| Short task |
Count the lines in the records below that contain the string "white", matching case exactly. Give only the number.

| Data provided |
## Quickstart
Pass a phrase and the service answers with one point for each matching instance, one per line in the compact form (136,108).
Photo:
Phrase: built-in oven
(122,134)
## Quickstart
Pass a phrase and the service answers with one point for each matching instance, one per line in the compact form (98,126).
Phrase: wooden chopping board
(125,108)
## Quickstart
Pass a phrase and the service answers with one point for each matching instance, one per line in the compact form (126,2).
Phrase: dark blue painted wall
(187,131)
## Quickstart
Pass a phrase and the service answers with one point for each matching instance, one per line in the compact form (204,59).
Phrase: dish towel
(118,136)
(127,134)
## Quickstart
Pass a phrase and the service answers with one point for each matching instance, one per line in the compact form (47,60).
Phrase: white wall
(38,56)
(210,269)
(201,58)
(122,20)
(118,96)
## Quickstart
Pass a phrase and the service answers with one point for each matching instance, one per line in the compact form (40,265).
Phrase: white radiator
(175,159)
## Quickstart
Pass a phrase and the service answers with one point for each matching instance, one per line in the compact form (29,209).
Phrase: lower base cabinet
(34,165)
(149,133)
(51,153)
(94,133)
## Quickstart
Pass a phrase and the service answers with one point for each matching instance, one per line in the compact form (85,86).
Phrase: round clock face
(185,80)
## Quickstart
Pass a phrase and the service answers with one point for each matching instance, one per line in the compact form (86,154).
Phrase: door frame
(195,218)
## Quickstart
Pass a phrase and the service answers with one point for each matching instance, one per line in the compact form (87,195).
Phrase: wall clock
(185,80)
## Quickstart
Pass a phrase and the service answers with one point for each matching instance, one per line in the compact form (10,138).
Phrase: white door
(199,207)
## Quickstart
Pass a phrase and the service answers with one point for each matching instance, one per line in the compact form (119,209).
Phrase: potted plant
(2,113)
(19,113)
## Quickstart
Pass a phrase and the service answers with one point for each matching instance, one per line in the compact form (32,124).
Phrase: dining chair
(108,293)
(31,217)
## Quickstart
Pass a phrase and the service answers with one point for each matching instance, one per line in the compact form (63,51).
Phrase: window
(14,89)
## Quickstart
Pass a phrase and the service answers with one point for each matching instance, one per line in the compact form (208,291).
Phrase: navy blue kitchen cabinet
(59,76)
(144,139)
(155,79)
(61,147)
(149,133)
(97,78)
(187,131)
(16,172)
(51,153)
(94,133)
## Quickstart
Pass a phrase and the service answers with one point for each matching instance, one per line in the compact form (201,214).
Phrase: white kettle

| Finished answer |
4